▸ **Estratto selezionato**:
○ ○ ○ ○
"Basta giornalismo, vado a vivere in Africa"

Stefania Rabotti si trasferisce in Kenya: "Realizzo un sogno: organizzerò safari"

Stefania Rabotti

Stefania Rabotti

Reggio Emilia, 21 ottobre 2014 - Il biglietto, stavolta, è di sola andata. Destinazione Malindi, Kenya. Stefania Rabotti chiude l’esperienza giornalistica e vola in Africa dove è diventata socia di un’agenzia che organizza safari.

Oplà, come ribaltarsi l’esistenza: quanto coraggio ci vuole, Stefania? «Il mio è amore. Fortissimo. L’Africa è nel mio cuore da quando ero bambina. Dopo che nel 2010 ha chiuso il quotidiano dove lavoravo (L’Informazione, ndr), si è chiuso un cerchio. Ero più spesso là che in Italia...».
○ ○ ○ ○
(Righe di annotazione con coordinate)
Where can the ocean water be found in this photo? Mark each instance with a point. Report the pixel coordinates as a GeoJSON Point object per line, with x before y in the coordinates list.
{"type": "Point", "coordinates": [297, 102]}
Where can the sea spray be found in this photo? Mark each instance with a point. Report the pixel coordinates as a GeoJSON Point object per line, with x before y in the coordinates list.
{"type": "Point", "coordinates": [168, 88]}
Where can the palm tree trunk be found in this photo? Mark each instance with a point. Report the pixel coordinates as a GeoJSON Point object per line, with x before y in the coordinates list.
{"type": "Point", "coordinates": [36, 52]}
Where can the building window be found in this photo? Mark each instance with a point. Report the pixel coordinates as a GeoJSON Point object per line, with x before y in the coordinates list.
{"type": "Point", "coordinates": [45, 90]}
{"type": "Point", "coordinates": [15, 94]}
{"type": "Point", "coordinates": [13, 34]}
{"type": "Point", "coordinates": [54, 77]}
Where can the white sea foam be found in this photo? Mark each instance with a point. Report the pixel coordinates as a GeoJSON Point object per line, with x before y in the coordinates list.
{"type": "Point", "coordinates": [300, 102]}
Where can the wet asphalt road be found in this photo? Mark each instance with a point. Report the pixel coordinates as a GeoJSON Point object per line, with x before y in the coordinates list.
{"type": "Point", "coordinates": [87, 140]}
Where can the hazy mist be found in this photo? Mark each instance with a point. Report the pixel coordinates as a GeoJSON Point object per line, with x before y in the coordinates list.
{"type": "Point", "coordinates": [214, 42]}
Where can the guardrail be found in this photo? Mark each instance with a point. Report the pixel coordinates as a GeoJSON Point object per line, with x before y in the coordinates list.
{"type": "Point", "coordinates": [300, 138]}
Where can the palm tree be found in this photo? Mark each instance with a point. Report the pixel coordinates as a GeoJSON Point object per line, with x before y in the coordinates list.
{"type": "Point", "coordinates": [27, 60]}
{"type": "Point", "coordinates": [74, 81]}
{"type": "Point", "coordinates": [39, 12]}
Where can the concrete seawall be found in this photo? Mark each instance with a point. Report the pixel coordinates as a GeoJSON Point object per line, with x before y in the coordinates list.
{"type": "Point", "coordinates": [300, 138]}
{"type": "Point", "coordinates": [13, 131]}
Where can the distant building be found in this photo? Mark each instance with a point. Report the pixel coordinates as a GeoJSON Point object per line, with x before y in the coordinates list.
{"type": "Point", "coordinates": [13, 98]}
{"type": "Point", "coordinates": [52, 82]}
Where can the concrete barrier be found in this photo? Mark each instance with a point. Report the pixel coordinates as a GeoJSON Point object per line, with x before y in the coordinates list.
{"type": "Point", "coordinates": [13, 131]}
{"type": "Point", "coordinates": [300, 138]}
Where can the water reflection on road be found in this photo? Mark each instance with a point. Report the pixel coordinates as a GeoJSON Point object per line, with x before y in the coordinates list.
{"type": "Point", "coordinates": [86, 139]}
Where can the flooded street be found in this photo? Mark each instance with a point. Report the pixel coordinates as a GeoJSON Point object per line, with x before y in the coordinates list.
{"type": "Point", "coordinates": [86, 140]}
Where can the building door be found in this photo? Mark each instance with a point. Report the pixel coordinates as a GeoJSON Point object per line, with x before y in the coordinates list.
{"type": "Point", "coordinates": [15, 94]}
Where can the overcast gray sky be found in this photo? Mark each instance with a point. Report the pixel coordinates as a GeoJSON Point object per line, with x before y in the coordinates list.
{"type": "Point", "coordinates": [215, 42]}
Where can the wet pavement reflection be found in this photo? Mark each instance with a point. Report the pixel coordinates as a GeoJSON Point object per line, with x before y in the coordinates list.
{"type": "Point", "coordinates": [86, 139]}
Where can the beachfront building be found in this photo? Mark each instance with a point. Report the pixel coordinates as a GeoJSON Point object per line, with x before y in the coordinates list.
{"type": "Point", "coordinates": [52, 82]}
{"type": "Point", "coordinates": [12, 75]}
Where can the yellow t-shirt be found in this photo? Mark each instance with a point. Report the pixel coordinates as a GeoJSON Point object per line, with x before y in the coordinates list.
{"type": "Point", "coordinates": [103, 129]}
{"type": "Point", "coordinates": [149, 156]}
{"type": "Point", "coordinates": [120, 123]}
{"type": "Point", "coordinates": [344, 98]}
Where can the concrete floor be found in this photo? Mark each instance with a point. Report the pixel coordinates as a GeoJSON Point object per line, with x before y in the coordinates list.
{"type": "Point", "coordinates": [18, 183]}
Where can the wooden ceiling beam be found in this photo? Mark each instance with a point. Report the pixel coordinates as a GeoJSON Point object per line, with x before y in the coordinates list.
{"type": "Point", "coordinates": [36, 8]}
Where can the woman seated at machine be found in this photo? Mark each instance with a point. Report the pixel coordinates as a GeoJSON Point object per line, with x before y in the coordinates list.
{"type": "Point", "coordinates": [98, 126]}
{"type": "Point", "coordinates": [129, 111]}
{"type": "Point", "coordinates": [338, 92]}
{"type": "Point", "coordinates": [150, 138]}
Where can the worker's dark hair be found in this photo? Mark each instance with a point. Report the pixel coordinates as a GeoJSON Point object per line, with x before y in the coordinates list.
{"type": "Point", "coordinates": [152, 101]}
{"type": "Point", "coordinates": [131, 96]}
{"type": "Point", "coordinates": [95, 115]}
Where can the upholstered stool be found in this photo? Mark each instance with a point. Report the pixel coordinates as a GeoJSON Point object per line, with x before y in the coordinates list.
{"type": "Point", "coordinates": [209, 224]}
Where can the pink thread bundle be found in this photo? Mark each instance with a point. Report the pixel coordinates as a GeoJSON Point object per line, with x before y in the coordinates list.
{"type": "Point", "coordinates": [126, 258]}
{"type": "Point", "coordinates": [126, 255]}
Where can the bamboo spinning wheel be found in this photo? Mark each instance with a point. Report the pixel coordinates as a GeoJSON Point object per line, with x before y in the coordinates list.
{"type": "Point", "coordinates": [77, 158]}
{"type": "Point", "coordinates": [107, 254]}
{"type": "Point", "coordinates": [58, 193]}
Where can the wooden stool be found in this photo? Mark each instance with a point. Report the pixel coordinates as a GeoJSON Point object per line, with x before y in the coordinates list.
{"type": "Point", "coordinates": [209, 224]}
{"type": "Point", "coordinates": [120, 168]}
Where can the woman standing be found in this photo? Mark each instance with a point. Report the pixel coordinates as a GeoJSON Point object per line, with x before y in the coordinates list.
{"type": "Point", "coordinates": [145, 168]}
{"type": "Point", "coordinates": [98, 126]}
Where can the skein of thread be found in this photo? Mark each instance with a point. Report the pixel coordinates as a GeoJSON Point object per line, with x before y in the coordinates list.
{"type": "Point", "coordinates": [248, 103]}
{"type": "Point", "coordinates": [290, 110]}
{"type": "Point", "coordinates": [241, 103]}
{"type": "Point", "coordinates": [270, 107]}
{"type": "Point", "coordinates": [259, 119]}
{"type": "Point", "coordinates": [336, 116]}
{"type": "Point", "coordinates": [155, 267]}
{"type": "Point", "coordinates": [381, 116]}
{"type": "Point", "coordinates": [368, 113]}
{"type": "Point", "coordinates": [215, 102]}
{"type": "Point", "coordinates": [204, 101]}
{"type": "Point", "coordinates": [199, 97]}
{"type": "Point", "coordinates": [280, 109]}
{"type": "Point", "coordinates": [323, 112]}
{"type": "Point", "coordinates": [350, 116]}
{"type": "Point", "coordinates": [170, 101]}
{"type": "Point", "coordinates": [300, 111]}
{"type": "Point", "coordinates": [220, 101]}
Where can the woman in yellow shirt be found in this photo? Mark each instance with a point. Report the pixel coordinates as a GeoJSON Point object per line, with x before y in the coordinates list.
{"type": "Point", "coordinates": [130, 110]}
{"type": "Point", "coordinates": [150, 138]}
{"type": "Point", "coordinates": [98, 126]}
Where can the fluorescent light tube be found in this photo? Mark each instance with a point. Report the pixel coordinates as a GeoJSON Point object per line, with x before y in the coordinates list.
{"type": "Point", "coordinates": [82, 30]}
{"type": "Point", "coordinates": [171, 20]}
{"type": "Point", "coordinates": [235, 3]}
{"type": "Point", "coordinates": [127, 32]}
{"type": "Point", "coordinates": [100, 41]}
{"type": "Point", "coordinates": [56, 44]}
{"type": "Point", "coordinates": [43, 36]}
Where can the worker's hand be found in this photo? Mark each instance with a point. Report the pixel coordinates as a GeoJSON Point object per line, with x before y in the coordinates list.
○ ○ ○ ○
▸ **Compiti da svolgere**:
[A] Traduci in inglese la frase «Il biglietto, stavolta, è di sola andata.» tratta dall'articolo su Stefania Rabotti.
[B] Riprendi la stesura dell'articolo su Stefania Rabotti a partire dalla sua ultima frase.
Le righe sono materiale a sé stante, distinto dall'articolo su Stefania Rabotti.

▸ **Le risposte**:
[A] This time, the ticket is one-way.

[B]
Un sogno quindi che arriva da lontanissimo... «Ai miei genitori lo dicevo sempre: voglio andare in Africa a studiare gli animali. E alle parole ho fatto seguire i fatti. In pochi lo sanno, ma sono etologa. Mi sono laureata in Scienze naturali a Parma col professor Danilo Mainardi, un’istituzione in questo campo. Poi la vita mi ha riservato strade diverse, ma i miei minimo due viaggi l’anno li ho sempre fatti».

La svolta quando è arrivata? «Tre anni fa e ha un nome di quattro lettere: Aiea che significa Associazione italiana esperti d’Africa. Ho partecipato a diversi corsi e dato l’esame, tostissimo, per diventare guida di safari, chiamata anche ranger. Ma se lo sono diventata il merito è soprattutto di Simone...».

Simone? «Mio figlio. E’ lui che mi ha fatto conoscere l’Aiea, dove ho trovato splendide persone come Davide Bomben e Massimo Vallarin. Simone ha fatto tutti i corsi in Sudafrica e oggi lavora là: ha 25 anni e da tre fa il ranger in una riserva privata». 

Vivrai quindi lontano da tuo figlio. «Simone è talmente felice che va bene così. Sono appena andata a trovarlo: sta benissimo e non ha nessuna voglia di tornare in Italia».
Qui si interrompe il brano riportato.